=== Given request ===
How many lines in the listing below contain the string "frond"? Reply with the number alone.

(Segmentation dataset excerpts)
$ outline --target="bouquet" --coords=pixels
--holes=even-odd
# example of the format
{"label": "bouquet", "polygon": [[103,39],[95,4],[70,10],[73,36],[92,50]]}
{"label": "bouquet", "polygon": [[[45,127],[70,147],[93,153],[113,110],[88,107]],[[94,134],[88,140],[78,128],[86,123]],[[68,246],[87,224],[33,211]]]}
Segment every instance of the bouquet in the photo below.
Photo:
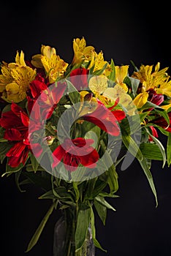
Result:
{"label": "bouquet", "polygon": [[[160,69],[159,62],[115,65],[84,37],[73,39],[71,63],[44,45],[30,59],[21,50],[15,62],[2,61],[1,176],[15,176],[19,189],[39,186],[39,198],[52,202],[26,252],[56,209],[63,214],[54,256],[94,255],[95,247],[107,252],[96,237],[94,211],[105,225],[107,209],[115,211],[107,197],[118,197],[118,170],[126,170],[134,159],[157,206],[151,164],[171,163],[167,69]],[[164,146],[161,134],[167,138]]]}

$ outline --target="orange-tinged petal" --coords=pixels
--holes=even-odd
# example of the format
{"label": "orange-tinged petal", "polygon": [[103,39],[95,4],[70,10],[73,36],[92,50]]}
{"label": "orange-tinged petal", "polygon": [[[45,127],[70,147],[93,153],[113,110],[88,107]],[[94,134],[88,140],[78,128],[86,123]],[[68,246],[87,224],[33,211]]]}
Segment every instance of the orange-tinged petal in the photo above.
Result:
{"label": "orange-tinged petal", "polygon": [[148,92],[142,92],[136,96],[136,97],[133,99],[133,103],[137,108],[140,108],[147,102],[148,97]]}
{"label": "orange-tinged petal", "polygon": [[115,80],[117,83],[123,82],[128,75],[129,65],[115,66]]}

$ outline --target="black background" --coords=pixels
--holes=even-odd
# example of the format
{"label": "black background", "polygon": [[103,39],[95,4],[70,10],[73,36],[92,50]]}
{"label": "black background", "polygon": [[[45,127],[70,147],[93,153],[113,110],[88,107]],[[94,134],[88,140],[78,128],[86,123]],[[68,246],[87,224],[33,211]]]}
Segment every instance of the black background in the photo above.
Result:
{"label": "black background", "polygon": [[[171,66],[170,7],[150,1],[3,1],[0,7],[0,59],[15,60],[23,50],[25,59],[40,52],[41,45],[55,47],[66,62],[73,56],[72,40],[84,37],[87,45],[115,64],[161,63]],[[171,74],[171,70],[168,69]],[[4,165],[1,166],[1,172]],[[118,170],[118,198],[109,200],[106,225],[96,216],[96,237],[107,253],[97,256],[171,255],[171,171],[152,164],[159,206],[148,181],[134,161]],[[53,232],[58,211],[53,213],[37,244],[25,253],[28,242],[50,202],[38,200],[41,192],[29,187],[20,192],[14,176],[0,178],[1,255],[52,256]]]}

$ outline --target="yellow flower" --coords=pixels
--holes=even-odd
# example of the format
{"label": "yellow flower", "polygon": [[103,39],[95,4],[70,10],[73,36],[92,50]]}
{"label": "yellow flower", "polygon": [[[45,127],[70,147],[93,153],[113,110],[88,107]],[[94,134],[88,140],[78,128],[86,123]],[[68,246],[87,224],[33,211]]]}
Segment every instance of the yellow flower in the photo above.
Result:
{"label": "yellow flower", "polygon": [[79,116],[94,112],[97,108],[96,99],[92,97],[92,94],[87,91],[81,91],[80,94],[80,108],[79,110]]}
{"label": "yellow flower", "polygon": [[132,97],[125,91],[121,86],[116,84],[114,87],[107,88],[103,96],[110,99],[114,102],[118,100],[118,105],[129,116],[135,114],[136,108]]}
{"label": "yellow flower", "polygon": [[44,67],[50,83],[63,75],[68,67],[68,64],[56,55],[56,49],[48,45],[42,45],[41,54],[33,56],[31,64],[37,68]]}
{"label": "yellow flower", "polygon": [[148,92],[142,92],[133,99],[133,103],[137,108],[142,108],[148,100]]}
{"label": "yellow flower", "polygon": [[[104,60],[102,51],[100,51],[99,53],[94,51],[92,53],[91,61],[90,65],[88,66],[88,69],[91,69],[92,67],[94,67],[94,72],[96,70],[100,70],[107,63],[107,61]],[[105,69],[103,72],[103,74],[104,73]]]}
{"label": "yellow flower", "polygon": [[107,80],[105,75],[95,75],[90,78],[88,87],[96,97],[98,97],[107,88]]}
{"label": "yellow flower", "polygon": [[162,108],[163,109],[164,109],[166,111],[167,111],[171,108],[171,103],[167,104],[167,105],[162,105],[160,107]]}
{"label": "yellow flower", "polygon": [[68,67],[68,64],[56,54],[53,54],[50,59],[42,56],[41,61],[50,83],[54,83],[63,75]]}
{"label": "yellow flower", "polygon": [[166,81],[161,84],[159,88],[156,89],[157,94],[164,94],[171,97],[171,80]]}
{"label": "yellow flower", "polygon": [[89,61],[91,59],[91,55],[94,51],[93,46],[86,46],[86,42],[83,37],[74,39],[73,40],[74,58],[72,64],[80,64],[83,61]]}
{"label": "yellow flower", "polygon": [[128,75],[129,65],[115,66],[115,83],[119,84],[126,92],[128,91],[128,87],[123,83],[124,78]]}
{"label": "yellow flower", "polygon": [[165,67],[160,71],[159,67],[160,63],[158,62],[153,72],[153,65],[141,65],[140,70],[134,72],[132,77],[139,79],[142,85],[142,92],[146,91],[150,89],[156,90],[156,88],[168,79],[168,75],[166,73],[168,67]]}
{"label": "yellow flower", "polygon": [[13,78],[7,63],[3,61],[1,65],[1,75],[0,75],[0,92],[5,90],[7,84],[12,83]]}
{"label": "yellow flower", "polygon": [[19,86],[16,83],[10,83],[6,86],[7,99],[9,101],[18,102]]}
{"label": "yellow flower", "polygon": [[42,45],[41,47],[41,54],[36,54],[32,56],[31,64],[37,68],[42,68],[43,64],[41,61],[42,56],[50,59],[53,54],[56,54],[56,49],[48,45]]}
{"label": "yellow flower", "polygon": [[0,91],[2,98],[11,102],[20,102],[26,97],[30,83],[35,78],[36,69],[26,66],[24,53],[17,52],[15,63],[3,62],[0,75]]}

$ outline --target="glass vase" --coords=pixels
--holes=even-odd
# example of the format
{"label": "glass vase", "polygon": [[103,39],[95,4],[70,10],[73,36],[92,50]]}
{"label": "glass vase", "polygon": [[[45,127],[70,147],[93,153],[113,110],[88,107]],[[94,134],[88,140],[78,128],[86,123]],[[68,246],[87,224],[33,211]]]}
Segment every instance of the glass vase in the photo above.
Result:
{"label": "glass vase", "polygon": [[53,236],[53,256],[95,256],[95,246],[92,239],[91,226],[81,249],[75,252],[72,221],[62,216],[56,223]]}

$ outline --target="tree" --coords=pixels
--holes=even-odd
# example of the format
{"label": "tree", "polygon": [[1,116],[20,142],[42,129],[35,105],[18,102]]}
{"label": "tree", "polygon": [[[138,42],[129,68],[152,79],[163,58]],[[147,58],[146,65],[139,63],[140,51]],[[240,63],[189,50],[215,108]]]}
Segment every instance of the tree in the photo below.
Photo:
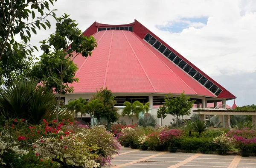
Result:
{"label": "tree", "polygon": [[[180,97],[173,98],[170,94],[171,98],[166,95],[165,103],[160,106],[157,110],[157,118],[163,117],[164,119],[167,115],[173,115],[174,117],[190,114],[190,109],[193,107],[195,101],[190,101],[190,98],[185,95],[184,91]],[[177,128],[178,123],[177,123]]]}
{"label": "tree", "polygon": [[112,123],[118,120],[119,115],[118,109],[115,107],[116,104],[115,97],[107,87],[105,89],[101,87],[99,90],[97,90],[97,92],[93,95],[90,100],[98,99],[104,106],[95,111],[96,118],[106,118],[109,122]]}
{"label": "tree", "polygon": [[84,111],[87,111],[89,112],[89,114],[91,115],[93,115],[93,125],[94,125],[95,120],[95,112],[97,109],[101,108],[104,108],[104,105],[100,103],[99,103],[99,100],[98,99],[92,100],[90,101],[89,103],[86,105],[84,106],[82,108],[82,110]]}
{"label": "tree", "polygon": [[73,92],[73,88],[68,84],[79,80],[75,78],[77,67],[73,60],[80,54],[85,57],[90,56],[97,46],[92,36],[84,36],[77,28],[78,24],[69,16],[64,14],[59,18],[54,16],[57,21],[55,34],[51,34],[47,41],[40,42],[44,53],[32,72],[32,75],[39,78],[43,85],[58,93],[57,120],[61,95]]}
{"label": "tree", "polygon": [[[1,84],[10,85],[14,79],[23,79],[32,65],[35,46],[29,41],[36,27],[50,28],[47,17],[55,15],[50,10],[56,0],[2,0],[0,1],[0,75]],[[45,11],[47,11],[46,12]],[[33,20],[29,21],[30,16]],[[22,42],[15,39],[19,35]]]}
{"label": "tree", "polygon": [[[133,114],[134,114],[137,119],[139,118],[140,113],[143,110],[143,104],[138,101],[132,104],[126,101],[124,103],[125,106],[122,112],[122,115],[124,116],[128,115],[129,118],[131,118],[131,123],[133,123]],[[130,122],[130,120],[129,120]]]}

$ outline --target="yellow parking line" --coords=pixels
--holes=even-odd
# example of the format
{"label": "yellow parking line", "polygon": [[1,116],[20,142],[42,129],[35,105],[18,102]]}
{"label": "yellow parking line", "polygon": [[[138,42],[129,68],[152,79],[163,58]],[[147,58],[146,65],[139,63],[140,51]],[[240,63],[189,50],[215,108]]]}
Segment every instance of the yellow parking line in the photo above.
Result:
{"label": "yellow parking line", "polygon": [[196,158],[197,157],[199,157],[200,155],[201,155],[202,154],[196,154],[192,156],[191,157],[189,157],[188,158],[185,159],[183,161],[181,161],[181,162],[180,162],[179,163],[176,164],[176,165],[175,165],[172,166],[170,166],[170,167],[168,167],[168,168],[178,168],[179,167],[183,165],[185,165],[185,164],[193,160],[194,159]]}
{"label": "yellow parking line", "polygon": [[236,156],[227,168],[236,168],[241,159],[241,156]]}

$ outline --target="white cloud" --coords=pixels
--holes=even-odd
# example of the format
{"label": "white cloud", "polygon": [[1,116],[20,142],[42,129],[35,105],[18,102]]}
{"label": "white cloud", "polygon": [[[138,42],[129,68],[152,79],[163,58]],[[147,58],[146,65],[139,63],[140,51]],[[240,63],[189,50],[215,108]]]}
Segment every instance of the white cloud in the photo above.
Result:
{"label": "white cloud", "polygon": [[[58,15],[71,14],[82,31],[95,21],[119,24],[137,19],[213,78],[223,74],[256,72],[254,0],[62,0],[54,8],[58,10]],[[180,33],[163,31],[156,26],[181,18],[206,17],[209,17],[207,25],[190,23]],[[55,23],[52,25],[50,31],[38,32],[32,42],[35,44],[53,32]]]}

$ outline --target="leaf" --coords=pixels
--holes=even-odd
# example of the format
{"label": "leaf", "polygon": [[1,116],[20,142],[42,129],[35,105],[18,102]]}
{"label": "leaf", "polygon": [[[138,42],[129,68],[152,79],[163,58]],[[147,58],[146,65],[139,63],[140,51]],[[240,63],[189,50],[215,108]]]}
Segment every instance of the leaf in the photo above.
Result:
{"label": "leaf", "polygon": [[30,34],[30,32],[29,32],[29,31],[26,30],[26,31],[27,32],[29,37],[29,38],[31,37],[31,34]]}
{"label": "leaf", "polygon": [[45,25],[44,24],[44,23],[40,23],[40,25],[43,27],[43,28],[44,29],[44,30],[46,30],[46,27],[45,27]]}
{"label": "leaf", "polygon": [[33,18],[33,19],[35,19],[35,12],[34,12],[33,11],[32,11],[32,18]]}
{"label": "leaf", "polygon": [[36,31],[35,31],[35,28],[31,28],[31,30],[32,30],[32,31],[33,31],[33,33],[34,33],[35,34],[36,34]]}

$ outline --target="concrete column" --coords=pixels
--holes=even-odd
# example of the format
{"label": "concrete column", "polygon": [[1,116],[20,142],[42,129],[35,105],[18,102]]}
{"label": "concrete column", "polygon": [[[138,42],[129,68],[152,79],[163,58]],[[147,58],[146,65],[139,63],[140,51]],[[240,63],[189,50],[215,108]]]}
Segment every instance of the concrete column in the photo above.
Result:
{"label": "concrete column", "polygon": [[226,109],[226,99],[225,98],[224,98],[222,99],[222,106],[223,106],[222,108],[224,108],[224,109]]}
{"label": "concrete column", "polygon": [[213,105],[213,108],[215,108],[215,107],[217,107],[217,106],[218,106],[217,104],[217,101],[215,101],[213,103],[213,104],[214,104],[214,105]]}
{"label": "concrete column", "polygon": [[150,104],[149,104],[149,108],[153,107],[153,95],[150,95],[148,96],[148,101]]}
{"label": "concrete column", "polygon": [[253,125],[256,125],[256,115],[253,115]]}
{"label": "concrete column", "polygon": [[230,115],[224,115],[224,127],[225,128],[230,129]]}
{"label": "concrete column", "polygon": [[206,100],[205,100],[205,98],[204,98],[202,99],[202,108],[206,108],[206,104],[205,103],[206,102]]}
{"label": "concrete column", "polygon": [[205,115],[199,115],[199,120],[201,121],[205,121]]}

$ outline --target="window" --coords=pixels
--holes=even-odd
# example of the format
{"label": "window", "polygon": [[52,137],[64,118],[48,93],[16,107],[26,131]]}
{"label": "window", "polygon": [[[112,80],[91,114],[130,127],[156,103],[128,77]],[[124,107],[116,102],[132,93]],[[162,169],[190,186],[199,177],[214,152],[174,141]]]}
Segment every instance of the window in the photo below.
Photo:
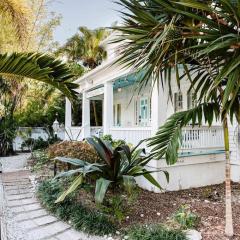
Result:
{"label": "window", "polygon": [[72,127],[82,126],[82,100],[80,98],[76,99],[72,103]]}
{"label": "window", "polygon": [[140,99],[140,112],[139,112],[139,124],[141,126],[147,126],[149,122],[149,101],[148,98],[143,97]]}
{"label": "window", "polygon": [[117,126],[121,126],[121,104],[117,104]]}
{"label": "window", "polygon": [[183,109],[183,97],[181,92],[174,93],[174,111],[179,112]]}
{"label": "window", "polygon": [[121,104],[116,104],[113,106],[114,126],[121,126],[121,112]]}
{"label": "window", "polygon": [[188,109],[192,109],[193,107],[196,106],[196,99],[194,98],[193,92],[188,93],[187,106],[188,106]]}

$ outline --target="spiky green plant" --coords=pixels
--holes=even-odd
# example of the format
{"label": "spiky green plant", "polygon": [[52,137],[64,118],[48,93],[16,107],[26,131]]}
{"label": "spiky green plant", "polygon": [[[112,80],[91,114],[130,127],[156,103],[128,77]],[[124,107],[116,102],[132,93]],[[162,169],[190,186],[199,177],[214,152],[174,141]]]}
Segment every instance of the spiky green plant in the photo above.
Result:
{"label": "spiky green plant", "polygon": [[[123,26],[116,28],[120,31],[116,41],[123,42],[118,62],[145,70],[140,89],[153,76],[153,81],[161,81],[163,85],[169,86],[171,95],[172,81],[177,81],[180,87],[181,78],[186,75],[191,85],[189,91],[194,91],[198,104],[215,103],[219,106],[226,150],[225,232],[232,236],[227,119],[235,116],[240,122],[240,1],[120,0],[120,4],[127,11],[122,13]],[[180,65],[184,67],[183,75],[179,71]],[[174,80],[171,78],[172,70],[176,72]],[[206,118],[209,117],[208,111],[211,109],[205,109]],[[191,113],[193,112],[187,111],[183,114],[188,116]],[[203,112],[200,111],[199,114]],[[167,120],[150,143],[155,147],[154,154],[157,152],[156,146],[160,144],[157,155],[166,156],[171,159],[170,162],[175,162],[177,154],[170,153],[169,149],[178,149],[177,136],[180,133],[173,135],[169,129],[174,128],[180,132],[179,117],[180,115],[175,114]],[[197,115],[192,117],[196,119]],[[185,118],[183,120],[188,122]],[[168,138],[167,132],[172,137],[169,138],[170,141],[165,141],[165,137]]]}

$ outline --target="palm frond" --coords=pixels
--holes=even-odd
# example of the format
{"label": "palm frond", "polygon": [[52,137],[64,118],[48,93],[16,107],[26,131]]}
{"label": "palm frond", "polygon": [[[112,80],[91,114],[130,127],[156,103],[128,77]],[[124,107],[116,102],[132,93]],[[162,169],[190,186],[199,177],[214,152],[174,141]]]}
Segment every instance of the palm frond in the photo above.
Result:
{"label": "palm frond", "polygon": [[72,82],[69,68],[47,54],[1,54],[0,75],[31,78],[54,86],[70,99],[77,96],[78,85]]}

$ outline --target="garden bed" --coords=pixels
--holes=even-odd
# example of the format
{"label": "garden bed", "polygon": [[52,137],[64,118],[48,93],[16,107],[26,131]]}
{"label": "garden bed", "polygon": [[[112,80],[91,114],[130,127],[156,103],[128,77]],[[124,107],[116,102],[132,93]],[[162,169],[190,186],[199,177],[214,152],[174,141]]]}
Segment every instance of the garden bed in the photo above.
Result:
{"label": "garden bed", "polygon": [[[34,165],[34,161],[31,162]],[[43,167],[44,166],[44,167]],[[44,171],[43,171],[44,169]],[[40,176],[43,172],[49,176],[53,176],[52,164],[49,164],[43,158],[43,164],[39,164],[39,168],[36,170]],[[39,172],[40,170],[40,172]],[[41,177],[42,179],[42,177]],[[240,239],[240,184],[233,184],[233,217],[234,217],[234,240]],[[153,193],[142,189],[137,189],[133,196],[130,197],[126,193],[119,193],[117,197],[114,197],[116,193],[108,192],[106,199],[111,199],[111,206],[109,206],[109,200],[105,202],[102,207],[96,206],[94,202],[94,186],[85,186],[84,189],[80,189],[75,193],[74,201],[79,204],[83,211],[90,212],[89,218],[86,223],[78,223],[78,219],[75,218],[75,227],[79,230],[88,228],[89,233],[92,234],[104,234],[104,231],[95,231],[91,228],[91,223],[88,220],[98,219],[98,213],[100,215],[110,216],[110,218],[101,217],[101,221],[105,221],[109,232],[115,234],[116,231],[125,232],[127,229],[133,226],[146,226],[163,224],[165,226],[171,226],[173,229],[178,229],[179,226],[175,226],[173,218],[182,206],[187,206],[190,211],[199,217],[199,224],[195,227],[202,233],[204,240],[225,240],[224,237],[224,218],[225,218],[225,186],[224,184],[214,185],[203,188],[196,188],[190,190],[182,190],[177,192],[167,193]],[[58,193],[57,193],[58,195]],[[55,199],[52,199],[54,203]],[[67,199],[67,201],[69,201]],[[67,203],[69,205],[69,202]],[[55,214],[62,214],[59,211],[63,211],[63,208],[58,210],[55,208],[55,204],[52,204]],[[121,207],[122,206],[122,207]],[[47,207],[47,206],[46,206]],[[50,207],[51,208],[51,207]],[[74,209],[78,206],[74,206]],[[50,209],[52,210],[52,209]],[[65,211],[65,210],[64,210]],[[71,212],[69,212],[71,215]],[[111,217],[115,216],[114,219]],[[110,222],[108,222],[110,219]],[[117,222],[116,222],[117,219]],[[71,216],[65,219],[71,220]],[[113,221],[112,221],[113,220]],[[93,220],[91,220],[93,221]],[[105,224],[104,223],[104,224]],[[83,225],[81,225],[83,224]],[[87,224],[87,225],[84,225]],[[110,225],[112,227],[110,227]],[[100,226],[101,229],[105,229],[104,225]]]}
{"label": "garden bed", "polygon": [[[83,193],[83,192],[82,192]],[[240,185],[233,184],[234,240],[240,239]],[[93,199],[88,194],[79,194],[79,202],[95,209]],[[81,200],[80,200],[81,199]],[[204,240],[225,240],[224,237],[224,185],[157,194],[140,190],[134,204],[128,205],[123,220],[110,230],[124,232],[131,226],[154,224],[172,225],[172,216],[180,206],[189,206],[199,216],[197,230]],[[96,208],[97,210],[97,208]],[[103,218],[103,220],[106,220]],[[109,223],[107,223],[109,224]],[[101,228],[104,227],[101,225]],[[94,232],[93,232],[94,233]],[[96,232],[98,233],[98,232]],[[111,231],[109,232],[111,233]]]}

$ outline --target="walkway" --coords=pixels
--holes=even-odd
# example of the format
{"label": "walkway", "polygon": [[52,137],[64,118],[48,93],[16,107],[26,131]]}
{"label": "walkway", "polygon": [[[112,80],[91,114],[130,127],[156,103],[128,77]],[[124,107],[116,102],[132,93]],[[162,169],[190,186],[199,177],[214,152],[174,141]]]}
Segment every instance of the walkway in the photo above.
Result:
{"label": "walkway", "polygon": [[[100,240],[75,231],[70,225],[51,216],[34,196],[31,173],[24,170],[27,155],[8,158],[0,174],[1,240]],[[20,160],[19,160],[20,159]],[[19,164],[17,161],[22,163]],[[14,171],[11,171],[11,167]],[[17,166],[17,170],[16,170]],[[5,167],[5,168],[4,168]],[[22,168],[22,169],[21,169]],[[7,171],[7,172],[6,172]]]}

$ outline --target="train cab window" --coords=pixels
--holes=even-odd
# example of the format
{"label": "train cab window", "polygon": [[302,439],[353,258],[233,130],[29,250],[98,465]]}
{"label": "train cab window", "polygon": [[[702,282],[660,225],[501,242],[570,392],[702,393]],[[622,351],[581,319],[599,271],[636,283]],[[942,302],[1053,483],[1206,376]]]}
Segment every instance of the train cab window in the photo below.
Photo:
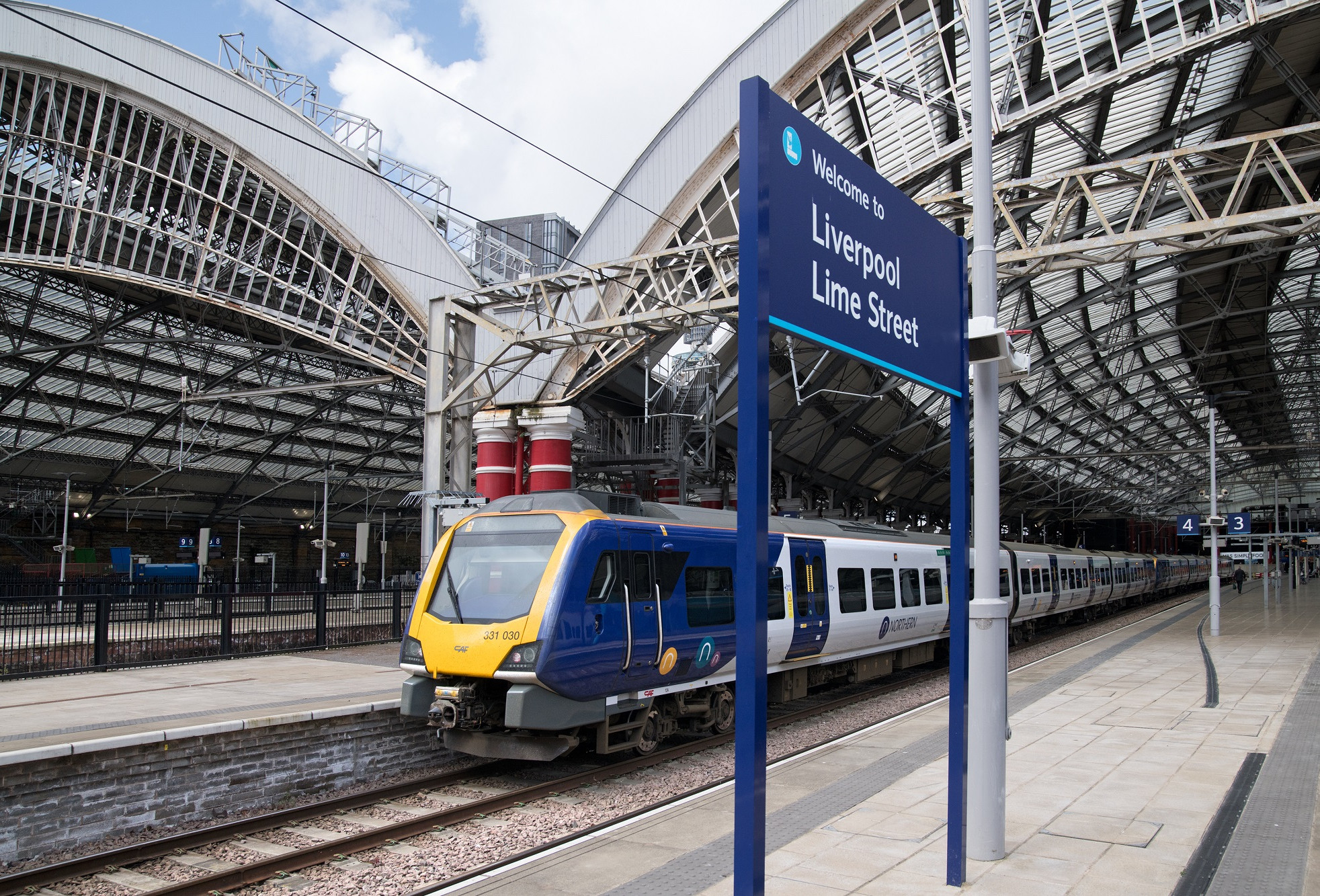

=== Response to this task ===
5